### Record extracts

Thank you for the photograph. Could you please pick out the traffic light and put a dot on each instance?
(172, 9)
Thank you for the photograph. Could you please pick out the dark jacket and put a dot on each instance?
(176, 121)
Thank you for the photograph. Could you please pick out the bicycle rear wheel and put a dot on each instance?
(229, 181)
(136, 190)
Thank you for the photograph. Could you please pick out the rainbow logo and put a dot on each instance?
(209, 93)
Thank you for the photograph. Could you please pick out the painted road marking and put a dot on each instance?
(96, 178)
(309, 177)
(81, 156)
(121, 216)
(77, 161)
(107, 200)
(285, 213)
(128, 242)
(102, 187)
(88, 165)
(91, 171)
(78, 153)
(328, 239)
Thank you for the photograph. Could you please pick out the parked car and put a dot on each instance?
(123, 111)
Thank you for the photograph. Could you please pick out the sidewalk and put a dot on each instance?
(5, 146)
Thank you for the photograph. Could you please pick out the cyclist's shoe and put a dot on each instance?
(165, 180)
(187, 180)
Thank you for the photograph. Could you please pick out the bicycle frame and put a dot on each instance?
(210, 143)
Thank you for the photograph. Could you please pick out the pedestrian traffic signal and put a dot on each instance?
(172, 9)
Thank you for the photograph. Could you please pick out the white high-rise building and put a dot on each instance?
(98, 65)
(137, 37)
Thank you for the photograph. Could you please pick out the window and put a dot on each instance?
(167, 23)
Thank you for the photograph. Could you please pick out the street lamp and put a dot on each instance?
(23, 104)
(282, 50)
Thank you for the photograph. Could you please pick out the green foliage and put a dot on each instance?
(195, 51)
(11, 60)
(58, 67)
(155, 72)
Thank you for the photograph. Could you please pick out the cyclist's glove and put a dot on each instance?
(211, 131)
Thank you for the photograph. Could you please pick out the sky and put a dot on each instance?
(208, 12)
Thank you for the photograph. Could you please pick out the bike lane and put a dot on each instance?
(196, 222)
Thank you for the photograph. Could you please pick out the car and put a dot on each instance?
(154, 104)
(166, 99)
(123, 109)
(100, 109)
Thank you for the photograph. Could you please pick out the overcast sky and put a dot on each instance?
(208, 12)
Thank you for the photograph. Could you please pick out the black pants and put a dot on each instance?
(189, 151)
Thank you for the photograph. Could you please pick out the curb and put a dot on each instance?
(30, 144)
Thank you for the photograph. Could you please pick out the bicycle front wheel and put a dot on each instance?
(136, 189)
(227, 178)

### Exercise description
Copy the records word for word, from the line that contains "glove and put a dot on each instance?" through the last line of the records.

### Exercise response
Thank you for the photograph. Could you please pick out the cyclist's glove and put a dot on each instance?
(211, 131)
Thank you for the photograph. Could you please pick out the sky and put a dot on each instance?
(208, 12)
Thank you for the photograph. Could you please pick out the bike lane and put a dot on each instance?
(196, 222)
Thank you for the photograph. Could you please pick out the car and put a dot on each instance?
(154, 104)
(166, 99)
(123, 109)
(100, 109)
Thank you for the photograph. Could you please pick out the overcast sky and put a dot on each instance?
(208, 12)
Thank you for the photograph. Could you please pick out the black pants and put a dot on each instance?
(189, 151)
Thank you for the photograph. Could you please pick out the curb and put a dot on each instance?
(30, 144)
Thank you for the photograph. Could you please pick out the bicycle front wheel and put a dot on each instance?
(136, 189)
(227, 178)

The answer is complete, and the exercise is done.